THE DATA:
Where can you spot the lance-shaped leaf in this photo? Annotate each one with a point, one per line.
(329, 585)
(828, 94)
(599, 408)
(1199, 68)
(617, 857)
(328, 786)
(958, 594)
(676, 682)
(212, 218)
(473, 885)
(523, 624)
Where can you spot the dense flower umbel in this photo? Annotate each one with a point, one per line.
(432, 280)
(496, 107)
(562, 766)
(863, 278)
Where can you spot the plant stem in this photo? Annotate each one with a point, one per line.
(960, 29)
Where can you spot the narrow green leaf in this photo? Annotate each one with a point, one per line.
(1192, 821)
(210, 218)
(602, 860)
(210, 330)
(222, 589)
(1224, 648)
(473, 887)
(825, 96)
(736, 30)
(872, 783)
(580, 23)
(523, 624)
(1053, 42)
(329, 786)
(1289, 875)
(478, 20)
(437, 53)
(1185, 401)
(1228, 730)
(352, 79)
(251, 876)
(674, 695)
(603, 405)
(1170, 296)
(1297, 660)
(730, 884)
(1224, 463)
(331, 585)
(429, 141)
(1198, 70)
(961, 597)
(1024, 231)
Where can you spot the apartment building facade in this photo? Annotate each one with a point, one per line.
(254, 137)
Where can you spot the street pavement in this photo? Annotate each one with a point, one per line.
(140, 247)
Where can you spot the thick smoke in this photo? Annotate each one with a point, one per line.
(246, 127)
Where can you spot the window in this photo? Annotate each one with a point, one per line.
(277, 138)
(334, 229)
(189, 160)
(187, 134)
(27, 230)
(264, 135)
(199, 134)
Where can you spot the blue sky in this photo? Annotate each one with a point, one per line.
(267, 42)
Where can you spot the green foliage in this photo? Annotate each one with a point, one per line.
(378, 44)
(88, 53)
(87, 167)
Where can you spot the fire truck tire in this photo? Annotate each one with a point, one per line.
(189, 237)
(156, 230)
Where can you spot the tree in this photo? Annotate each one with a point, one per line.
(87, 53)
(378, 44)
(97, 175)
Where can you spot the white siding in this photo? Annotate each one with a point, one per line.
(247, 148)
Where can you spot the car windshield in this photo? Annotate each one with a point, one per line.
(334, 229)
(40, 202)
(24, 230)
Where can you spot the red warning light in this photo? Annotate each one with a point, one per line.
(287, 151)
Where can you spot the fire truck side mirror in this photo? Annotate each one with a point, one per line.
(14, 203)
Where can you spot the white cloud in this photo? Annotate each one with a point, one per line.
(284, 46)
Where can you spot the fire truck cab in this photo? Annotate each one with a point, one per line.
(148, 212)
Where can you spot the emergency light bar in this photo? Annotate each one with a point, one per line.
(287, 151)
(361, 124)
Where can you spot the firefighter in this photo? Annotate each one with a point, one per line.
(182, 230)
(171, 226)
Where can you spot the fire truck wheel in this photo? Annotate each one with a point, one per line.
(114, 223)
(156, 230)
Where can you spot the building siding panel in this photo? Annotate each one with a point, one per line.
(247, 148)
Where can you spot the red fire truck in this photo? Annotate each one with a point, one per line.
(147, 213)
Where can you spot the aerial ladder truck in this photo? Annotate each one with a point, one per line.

WORK REQUEST: Once you have read the records above, please copy them out exactly.

COMPLETED EXERCISE:
Where can you spot the lance-shaped leaf in this photo? Annotate each one with a point, one per line.
(329, 585)
(828, 94)
(599, 408)
(1199, 68)
(617, 857)
(328, 786)
(958, 594)
(676, 682)
(212, 218)
(473, 885)
(523, 624)
Where can you spot the dense flower umbel in this photo? Annotate each one with a point, one per line.
(432, 280)
(496, 107)
(562, 766)
(863, 278)
Where can you spot the plant stem in this photo? Annotate each one with a point, one per line.
(960, 29)
Where can you spot the narrow green leaf in this photo? Annotate each one with a point, one per line.
(1192, 821)
(210, 218)
(602, 860)
(210, 330)
(222, 589)
(1224, 648)
(473, 887)
(825, 96)
(736, 30)
(872, 783)
(580, 23)
(523, 624)
(1053, 42)
(329, 786)
(1289, 875)
(478, 20)
(437, 53)
(1185, 401)
(1228, 730)
(352, 79)
(251, 876)
(674, 695)
(603, 405)
(1170, 296)
(1297, 660)
(730, 884)
(1224, 463)
(331, 585)
(429, 141)
(1198, 70)
(961, 597)
(1024, 231)
Where can you spot the apartment building facade in this photo? Annotate each one with a point, one per line.
(254, 137)
Where can you spot the street pavement in this photo? Annotate each one with a point, one per line.
(140, 247)
Where can you spot the thick smoke in this photo? Annotate each one with a point, one per line.
(246, 127)
Where can you spot the window in this photo? Annotate each one with a point, one per line.
(277, 138)
(334, 229)
(189, 160)
(187, 134)
(27, 230)
(264, 135)
(199, 134)
Where can you spot the blue sky in this photo? Annotate each one with a point, one per line.
(267, 42)
Where can you spot the green foliage in this photo? Annotate each one with a point, one per line.
(378, 44)
(88, 53)
(87, 167)
Where can you spot the fire truck tire in this photo? Annotate each one with a point, one per line.
(189, 237)
(156, 230)
Where can you spot the tree in this photo? Annotate each one with a point, one per line.
(87, 53)
(378, 44)
(97, 175)
Where can you spot the white siding in this photo? Annotate each one with a point, one per line.
(247, 148)
Where can you spot the car windshield in this photo? Annotate each one with a point, one per line.
(334, 229)
(40, 202)
(24, 230)
Where can you spot the red warning light in this photo? Annotate each one with a point, one per line.
(287, 151)
Where can you spot the fire truck side mirror in this photo? Annotate each one with a point, one per line.
(14, 203)
Where can you spot the white cloud in this photo? Annotate each one with a point, one per line.
(284, 46)
Where can you spot the fire truck cab in this photo? Annotate each one with a point, one per line.
(148, 212)
Where can you spot the emergency light bar in this photo? Annotate each one with a point, one per line.
(287, 151)
(361, 124)
Where can you spot the firefighter in this photo? Annotate each one with a point, one per line.
(182, 230)
(171, 226)
Where can you spot the fire truck wheel in this photo? Annotate each one with a point, one per line.
(114, 223)
(156, 230)
Where can you spot the building siding panel in this photo? Annotate each one with a point, one per line.
(247, 148)
Where can you spot the red fire truck in this photo? Annotate each one with a point, one per line.
(147, 213)
Where can you spot the aerial ladder truck in this photo? Annotate each one with a point, one per line.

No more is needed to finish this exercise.